Retype without any change the lines below, from the one containing "the white dome" through the last line of the rows, inclusive.

** Start WORKING DATA **

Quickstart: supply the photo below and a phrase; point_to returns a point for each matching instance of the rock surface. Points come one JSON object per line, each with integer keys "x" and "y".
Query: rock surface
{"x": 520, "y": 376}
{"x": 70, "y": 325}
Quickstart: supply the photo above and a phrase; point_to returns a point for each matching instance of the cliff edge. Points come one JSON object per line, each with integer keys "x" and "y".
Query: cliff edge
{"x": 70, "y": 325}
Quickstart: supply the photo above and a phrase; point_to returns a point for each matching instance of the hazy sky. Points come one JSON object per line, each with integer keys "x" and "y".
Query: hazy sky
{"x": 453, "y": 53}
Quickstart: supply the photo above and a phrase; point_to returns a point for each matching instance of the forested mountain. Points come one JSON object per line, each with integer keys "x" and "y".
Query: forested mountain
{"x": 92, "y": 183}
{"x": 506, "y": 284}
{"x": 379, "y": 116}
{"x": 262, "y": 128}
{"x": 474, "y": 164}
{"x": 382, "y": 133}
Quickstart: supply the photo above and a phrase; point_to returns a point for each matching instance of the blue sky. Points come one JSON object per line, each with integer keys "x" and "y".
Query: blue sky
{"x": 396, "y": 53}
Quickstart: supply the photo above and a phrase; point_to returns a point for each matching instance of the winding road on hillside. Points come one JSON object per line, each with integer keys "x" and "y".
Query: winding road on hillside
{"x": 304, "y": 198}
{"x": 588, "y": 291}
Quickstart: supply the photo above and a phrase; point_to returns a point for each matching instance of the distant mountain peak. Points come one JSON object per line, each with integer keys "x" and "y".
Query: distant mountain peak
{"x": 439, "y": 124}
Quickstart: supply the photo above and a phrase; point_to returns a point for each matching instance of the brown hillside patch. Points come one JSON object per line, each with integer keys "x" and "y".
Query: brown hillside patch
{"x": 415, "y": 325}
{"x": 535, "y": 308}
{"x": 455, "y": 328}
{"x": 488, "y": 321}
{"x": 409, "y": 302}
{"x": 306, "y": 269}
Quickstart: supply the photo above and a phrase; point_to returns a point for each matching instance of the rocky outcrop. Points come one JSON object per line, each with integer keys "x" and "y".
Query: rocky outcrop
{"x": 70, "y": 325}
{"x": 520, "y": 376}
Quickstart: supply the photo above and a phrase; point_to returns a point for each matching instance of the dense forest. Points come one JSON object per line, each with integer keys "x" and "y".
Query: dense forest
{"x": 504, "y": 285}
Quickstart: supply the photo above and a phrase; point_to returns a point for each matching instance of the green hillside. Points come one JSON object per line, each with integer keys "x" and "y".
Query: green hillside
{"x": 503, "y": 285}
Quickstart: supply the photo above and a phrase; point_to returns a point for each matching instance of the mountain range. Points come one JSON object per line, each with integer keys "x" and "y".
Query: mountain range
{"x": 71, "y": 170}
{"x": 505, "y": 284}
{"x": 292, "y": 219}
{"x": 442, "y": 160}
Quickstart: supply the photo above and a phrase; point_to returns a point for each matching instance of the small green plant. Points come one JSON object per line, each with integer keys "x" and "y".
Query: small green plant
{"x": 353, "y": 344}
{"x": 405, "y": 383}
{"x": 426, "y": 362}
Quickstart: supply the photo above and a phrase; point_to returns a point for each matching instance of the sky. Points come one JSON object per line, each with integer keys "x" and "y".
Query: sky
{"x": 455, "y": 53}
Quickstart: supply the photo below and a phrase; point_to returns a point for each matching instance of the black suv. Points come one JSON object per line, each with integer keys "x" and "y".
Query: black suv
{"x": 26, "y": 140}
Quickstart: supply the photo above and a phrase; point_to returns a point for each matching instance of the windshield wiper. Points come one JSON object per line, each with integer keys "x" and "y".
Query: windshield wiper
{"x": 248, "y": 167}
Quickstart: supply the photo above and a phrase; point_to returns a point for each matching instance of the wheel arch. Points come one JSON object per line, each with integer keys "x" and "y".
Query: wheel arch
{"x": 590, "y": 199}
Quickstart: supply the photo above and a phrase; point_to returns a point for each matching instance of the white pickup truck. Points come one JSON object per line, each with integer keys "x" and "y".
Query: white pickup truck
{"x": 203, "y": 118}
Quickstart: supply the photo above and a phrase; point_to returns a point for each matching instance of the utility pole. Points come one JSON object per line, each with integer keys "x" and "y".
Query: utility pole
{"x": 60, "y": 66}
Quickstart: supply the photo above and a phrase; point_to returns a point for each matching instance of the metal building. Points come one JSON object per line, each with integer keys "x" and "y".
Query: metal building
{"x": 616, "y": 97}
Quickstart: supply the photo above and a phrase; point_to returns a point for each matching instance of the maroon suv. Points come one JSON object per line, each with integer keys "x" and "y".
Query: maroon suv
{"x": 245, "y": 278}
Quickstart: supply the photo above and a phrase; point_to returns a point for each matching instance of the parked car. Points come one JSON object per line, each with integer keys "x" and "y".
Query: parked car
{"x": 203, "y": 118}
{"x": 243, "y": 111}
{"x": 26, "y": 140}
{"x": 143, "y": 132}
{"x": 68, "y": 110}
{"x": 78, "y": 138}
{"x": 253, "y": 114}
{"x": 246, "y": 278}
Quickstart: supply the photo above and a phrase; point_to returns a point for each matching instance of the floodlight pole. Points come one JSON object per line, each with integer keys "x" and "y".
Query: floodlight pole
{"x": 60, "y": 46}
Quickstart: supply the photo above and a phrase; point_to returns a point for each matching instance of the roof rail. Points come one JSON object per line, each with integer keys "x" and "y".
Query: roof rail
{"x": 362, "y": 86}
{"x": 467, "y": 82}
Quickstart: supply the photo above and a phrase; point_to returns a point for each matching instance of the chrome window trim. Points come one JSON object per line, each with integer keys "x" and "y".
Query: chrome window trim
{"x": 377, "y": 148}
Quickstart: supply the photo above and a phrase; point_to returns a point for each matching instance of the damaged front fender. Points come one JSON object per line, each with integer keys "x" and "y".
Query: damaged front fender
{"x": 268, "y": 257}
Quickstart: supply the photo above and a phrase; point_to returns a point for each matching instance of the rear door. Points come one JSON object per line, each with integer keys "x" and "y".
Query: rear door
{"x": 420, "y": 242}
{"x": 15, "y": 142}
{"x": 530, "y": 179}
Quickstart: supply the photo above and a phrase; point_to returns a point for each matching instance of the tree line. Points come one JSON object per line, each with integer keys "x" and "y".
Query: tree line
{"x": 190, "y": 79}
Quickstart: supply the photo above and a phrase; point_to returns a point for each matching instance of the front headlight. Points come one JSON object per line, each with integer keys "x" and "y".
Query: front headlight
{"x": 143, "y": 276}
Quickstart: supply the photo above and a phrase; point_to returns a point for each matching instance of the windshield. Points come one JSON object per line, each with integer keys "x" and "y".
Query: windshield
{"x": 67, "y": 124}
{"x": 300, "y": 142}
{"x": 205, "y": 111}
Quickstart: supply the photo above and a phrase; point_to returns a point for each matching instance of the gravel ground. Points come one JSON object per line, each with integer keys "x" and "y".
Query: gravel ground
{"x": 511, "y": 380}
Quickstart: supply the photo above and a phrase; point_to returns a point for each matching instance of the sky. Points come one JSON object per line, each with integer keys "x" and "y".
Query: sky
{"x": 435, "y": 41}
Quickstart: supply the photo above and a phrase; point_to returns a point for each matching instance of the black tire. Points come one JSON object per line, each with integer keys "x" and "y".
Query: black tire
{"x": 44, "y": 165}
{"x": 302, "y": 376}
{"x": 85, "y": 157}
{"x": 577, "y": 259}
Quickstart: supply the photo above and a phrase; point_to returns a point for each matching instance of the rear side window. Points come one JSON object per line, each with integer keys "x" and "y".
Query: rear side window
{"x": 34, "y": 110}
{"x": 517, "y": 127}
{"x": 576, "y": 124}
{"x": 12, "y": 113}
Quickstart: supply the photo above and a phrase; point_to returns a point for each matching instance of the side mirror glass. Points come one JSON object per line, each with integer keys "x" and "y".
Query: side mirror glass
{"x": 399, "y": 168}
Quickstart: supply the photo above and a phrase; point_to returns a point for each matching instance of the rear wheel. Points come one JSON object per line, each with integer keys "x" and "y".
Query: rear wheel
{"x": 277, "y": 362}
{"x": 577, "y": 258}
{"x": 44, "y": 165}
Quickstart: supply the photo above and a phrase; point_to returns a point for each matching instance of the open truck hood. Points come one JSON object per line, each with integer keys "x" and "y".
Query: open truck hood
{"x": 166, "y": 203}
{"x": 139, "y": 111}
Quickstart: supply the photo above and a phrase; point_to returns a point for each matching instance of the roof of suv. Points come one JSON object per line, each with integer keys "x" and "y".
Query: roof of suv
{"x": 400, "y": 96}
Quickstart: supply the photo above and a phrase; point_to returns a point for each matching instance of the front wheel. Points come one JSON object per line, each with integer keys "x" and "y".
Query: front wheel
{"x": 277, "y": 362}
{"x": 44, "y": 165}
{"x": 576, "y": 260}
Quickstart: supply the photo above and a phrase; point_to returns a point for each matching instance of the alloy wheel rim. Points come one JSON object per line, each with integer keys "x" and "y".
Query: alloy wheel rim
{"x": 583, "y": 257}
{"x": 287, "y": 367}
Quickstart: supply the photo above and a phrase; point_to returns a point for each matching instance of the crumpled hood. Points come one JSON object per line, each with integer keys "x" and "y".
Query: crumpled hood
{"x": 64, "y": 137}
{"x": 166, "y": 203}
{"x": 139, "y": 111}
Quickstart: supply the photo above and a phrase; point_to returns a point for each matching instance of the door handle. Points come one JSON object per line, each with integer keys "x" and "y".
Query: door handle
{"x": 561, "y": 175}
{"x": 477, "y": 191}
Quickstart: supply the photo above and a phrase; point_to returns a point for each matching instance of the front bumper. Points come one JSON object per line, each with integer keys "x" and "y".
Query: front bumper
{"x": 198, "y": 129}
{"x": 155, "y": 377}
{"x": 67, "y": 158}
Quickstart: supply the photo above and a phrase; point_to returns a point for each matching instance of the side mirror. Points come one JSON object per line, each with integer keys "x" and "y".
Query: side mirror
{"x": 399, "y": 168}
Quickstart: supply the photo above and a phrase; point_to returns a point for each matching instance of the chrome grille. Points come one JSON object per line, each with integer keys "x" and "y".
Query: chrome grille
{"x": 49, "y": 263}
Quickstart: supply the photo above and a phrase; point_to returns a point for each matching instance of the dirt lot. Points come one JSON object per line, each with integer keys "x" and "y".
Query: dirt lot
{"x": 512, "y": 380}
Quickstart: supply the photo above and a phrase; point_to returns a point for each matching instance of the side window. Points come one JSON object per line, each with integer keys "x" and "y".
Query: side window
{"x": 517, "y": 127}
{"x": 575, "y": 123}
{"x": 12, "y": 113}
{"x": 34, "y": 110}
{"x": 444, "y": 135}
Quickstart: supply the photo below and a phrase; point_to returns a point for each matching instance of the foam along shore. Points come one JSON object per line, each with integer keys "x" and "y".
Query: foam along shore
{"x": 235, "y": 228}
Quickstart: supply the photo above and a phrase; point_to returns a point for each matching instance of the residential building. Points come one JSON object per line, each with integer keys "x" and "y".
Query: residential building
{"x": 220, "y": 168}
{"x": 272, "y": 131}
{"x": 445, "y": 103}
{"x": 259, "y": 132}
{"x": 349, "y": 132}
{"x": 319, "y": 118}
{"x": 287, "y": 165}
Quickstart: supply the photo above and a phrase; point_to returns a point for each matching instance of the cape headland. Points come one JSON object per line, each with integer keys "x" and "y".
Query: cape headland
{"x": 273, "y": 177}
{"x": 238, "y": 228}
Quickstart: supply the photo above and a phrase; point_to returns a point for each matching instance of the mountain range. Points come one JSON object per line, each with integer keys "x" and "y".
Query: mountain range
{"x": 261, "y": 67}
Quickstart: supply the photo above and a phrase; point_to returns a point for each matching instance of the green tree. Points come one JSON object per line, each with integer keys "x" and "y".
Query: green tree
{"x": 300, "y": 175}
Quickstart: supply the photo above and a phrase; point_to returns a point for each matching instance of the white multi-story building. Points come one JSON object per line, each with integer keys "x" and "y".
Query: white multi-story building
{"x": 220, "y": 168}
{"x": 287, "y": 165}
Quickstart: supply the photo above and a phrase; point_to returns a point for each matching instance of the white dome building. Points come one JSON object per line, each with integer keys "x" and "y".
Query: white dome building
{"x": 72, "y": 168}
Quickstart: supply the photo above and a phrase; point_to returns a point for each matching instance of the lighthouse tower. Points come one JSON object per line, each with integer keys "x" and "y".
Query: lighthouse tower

** End WORKING DATA **

_SOLUTION TO THIS EXERCISE:_
Quickstart: supply the photo above and a phrase; point_to returns a point for each matching instance of the white dome building. Points come one JSON object per line, each with integer keys "x" and "y".
Query: white dome building
{"x": 72, "y": 168}
Quickstart: supply the photo above and a phrase; point_to returns a point for each matching instance of the lighthouse tower. Points come one JSON object per line, each with integer keys "x" and "y".
Query: lighthouse tower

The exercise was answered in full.